Extract every line below that contains the string "instance". Treat uppercase and lowercase as different.

- **Dataset entries**:
»»

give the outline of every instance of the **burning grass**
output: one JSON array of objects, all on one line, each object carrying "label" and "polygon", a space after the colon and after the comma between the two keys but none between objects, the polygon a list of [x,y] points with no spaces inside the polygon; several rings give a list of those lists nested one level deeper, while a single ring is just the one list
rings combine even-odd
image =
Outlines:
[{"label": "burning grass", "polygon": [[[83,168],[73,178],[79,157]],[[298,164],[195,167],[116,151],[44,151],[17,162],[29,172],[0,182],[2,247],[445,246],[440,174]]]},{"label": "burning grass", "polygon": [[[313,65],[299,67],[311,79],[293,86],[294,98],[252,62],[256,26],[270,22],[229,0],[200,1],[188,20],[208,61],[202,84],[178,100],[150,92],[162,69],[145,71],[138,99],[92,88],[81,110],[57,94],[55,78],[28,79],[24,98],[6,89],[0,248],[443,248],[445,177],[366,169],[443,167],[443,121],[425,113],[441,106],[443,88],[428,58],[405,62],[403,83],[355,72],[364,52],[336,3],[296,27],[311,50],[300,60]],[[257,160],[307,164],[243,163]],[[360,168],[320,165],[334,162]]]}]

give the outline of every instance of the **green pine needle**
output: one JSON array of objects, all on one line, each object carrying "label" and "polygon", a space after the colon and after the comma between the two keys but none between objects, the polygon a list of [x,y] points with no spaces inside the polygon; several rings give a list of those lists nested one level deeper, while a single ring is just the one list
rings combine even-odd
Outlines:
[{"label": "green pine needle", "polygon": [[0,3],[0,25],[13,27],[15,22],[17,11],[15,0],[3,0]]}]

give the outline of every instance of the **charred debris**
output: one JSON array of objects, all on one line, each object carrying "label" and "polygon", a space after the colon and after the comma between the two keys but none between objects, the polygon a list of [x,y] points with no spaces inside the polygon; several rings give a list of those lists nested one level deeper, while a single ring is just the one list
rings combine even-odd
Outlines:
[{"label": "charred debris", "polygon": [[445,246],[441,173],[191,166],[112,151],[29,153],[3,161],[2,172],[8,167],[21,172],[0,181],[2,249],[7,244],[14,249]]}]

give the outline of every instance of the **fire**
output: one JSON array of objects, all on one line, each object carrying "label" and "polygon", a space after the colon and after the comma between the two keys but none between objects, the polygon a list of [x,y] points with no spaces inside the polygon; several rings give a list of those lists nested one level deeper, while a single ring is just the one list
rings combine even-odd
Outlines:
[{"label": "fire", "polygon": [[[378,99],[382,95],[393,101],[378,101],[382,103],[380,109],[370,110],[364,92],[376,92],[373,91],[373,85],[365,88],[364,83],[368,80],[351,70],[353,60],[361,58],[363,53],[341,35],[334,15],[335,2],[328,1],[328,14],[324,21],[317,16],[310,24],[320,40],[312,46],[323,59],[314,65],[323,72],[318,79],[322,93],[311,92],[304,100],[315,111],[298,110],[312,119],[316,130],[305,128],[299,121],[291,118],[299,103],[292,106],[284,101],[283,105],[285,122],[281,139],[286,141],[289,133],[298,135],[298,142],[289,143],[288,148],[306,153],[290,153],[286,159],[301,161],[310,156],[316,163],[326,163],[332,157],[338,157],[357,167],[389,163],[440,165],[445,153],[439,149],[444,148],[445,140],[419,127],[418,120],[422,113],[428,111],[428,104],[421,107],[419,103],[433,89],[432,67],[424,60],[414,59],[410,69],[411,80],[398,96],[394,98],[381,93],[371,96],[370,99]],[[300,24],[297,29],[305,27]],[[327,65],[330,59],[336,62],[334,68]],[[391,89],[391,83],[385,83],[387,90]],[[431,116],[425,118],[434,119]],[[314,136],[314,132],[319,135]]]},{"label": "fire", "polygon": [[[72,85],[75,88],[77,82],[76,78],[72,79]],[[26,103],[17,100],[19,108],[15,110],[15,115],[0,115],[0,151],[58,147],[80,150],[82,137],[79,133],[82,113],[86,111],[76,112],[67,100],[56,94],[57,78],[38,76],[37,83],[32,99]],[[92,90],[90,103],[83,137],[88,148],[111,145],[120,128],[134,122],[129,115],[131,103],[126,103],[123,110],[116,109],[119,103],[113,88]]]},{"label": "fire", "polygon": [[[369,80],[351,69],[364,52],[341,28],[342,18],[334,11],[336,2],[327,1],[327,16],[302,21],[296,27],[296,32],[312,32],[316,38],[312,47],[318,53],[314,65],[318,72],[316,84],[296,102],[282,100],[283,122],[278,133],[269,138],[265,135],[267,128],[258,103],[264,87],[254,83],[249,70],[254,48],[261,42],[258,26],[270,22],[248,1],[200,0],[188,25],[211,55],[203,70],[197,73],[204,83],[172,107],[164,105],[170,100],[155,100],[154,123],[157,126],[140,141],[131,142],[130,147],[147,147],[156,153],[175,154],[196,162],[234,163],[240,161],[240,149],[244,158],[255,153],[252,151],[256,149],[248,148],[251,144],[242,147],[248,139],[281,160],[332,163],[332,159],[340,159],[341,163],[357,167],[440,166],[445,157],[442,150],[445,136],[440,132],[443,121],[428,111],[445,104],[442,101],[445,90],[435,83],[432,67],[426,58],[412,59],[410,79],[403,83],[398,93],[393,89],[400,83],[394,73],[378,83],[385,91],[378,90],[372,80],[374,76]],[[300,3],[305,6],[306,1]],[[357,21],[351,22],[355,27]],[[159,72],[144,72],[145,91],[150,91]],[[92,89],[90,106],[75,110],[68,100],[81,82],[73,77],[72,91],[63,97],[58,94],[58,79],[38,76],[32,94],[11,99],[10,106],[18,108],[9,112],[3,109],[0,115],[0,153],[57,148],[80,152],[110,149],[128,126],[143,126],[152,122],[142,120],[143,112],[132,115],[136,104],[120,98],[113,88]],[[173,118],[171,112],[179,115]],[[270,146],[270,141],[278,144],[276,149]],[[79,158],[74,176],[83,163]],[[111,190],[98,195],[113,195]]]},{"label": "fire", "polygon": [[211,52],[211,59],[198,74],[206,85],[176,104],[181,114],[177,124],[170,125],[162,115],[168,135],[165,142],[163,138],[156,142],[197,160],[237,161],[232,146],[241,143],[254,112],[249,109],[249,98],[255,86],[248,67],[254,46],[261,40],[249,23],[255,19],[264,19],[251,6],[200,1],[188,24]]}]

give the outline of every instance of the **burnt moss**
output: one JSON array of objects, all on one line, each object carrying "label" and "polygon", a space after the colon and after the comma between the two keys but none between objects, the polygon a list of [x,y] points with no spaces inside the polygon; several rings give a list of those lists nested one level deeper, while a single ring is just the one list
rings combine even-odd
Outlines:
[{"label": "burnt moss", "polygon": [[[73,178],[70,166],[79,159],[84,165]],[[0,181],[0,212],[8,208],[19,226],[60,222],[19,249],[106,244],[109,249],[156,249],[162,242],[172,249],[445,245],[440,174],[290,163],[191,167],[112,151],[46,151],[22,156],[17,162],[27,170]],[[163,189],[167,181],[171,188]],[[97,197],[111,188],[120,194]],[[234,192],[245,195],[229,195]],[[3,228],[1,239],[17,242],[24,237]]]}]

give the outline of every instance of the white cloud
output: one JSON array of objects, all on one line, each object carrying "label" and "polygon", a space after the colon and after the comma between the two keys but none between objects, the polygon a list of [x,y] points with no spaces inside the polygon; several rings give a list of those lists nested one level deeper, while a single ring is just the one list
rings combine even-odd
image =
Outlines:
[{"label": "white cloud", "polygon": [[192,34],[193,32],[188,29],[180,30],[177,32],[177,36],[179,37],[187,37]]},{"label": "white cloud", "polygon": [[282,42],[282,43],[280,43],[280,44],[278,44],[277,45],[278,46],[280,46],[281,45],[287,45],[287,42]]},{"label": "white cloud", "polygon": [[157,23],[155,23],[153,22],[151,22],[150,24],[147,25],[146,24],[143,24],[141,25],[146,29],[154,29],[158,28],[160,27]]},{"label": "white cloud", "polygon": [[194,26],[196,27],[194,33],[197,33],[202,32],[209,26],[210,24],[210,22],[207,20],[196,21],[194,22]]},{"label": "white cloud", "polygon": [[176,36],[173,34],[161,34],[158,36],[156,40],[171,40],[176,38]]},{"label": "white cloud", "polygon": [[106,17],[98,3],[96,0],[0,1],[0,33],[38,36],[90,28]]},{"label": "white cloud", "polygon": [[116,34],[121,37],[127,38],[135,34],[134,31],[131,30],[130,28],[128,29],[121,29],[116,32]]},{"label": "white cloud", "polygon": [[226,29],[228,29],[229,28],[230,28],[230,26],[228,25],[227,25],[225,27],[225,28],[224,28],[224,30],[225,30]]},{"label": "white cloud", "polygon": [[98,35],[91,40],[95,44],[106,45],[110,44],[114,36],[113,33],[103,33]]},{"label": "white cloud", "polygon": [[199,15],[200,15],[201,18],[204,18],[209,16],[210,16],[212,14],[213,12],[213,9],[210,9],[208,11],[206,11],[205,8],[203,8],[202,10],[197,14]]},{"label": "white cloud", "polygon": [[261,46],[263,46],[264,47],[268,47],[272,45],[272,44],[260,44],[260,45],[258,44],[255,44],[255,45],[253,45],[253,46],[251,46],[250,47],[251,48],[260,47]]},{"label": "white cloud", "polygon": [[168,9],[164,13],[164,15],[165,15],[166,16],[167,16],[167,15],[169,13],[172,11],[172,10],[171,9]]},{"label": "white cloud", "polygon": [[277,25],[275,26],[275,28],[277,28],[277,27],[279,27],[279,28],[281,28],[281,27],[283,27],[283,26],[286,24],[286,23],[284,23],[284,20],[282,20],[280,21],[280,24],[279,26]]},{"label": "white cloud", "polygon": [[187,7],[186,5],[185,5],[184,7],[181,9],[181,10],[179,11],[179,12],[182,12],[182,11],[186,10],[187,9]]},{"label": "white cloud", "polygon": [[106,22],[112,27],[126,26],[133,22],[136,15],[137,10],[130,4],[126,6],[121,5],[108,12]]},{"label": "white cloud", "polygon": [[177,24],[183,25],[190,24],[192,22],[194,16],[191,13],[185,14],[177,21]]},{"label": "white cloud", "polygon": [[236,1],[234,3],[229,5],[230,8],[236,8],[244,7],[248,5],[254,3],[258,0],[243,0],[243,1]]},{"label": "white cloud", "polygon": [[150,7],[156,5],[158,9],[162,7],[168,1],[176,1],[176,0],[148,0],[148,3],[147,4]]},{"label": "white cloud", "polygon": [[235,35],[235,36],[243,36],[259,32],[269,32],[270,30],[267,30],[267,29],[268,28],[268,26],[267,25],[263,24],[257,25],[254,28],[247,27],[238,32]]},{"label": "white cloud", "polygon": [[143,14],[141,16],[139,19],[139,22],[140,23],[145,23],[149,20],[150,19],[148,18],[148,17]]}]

««

- **Output**:
give the outline of every instance of the **burning grass**
give the outline of every instance of the **green pine needle**
give the outline of every instance of the **charred debris**
give the outline of every instance of the **fire**
give the outline of every instance of the **burnt moss**
give the outline of every instance of the white cloud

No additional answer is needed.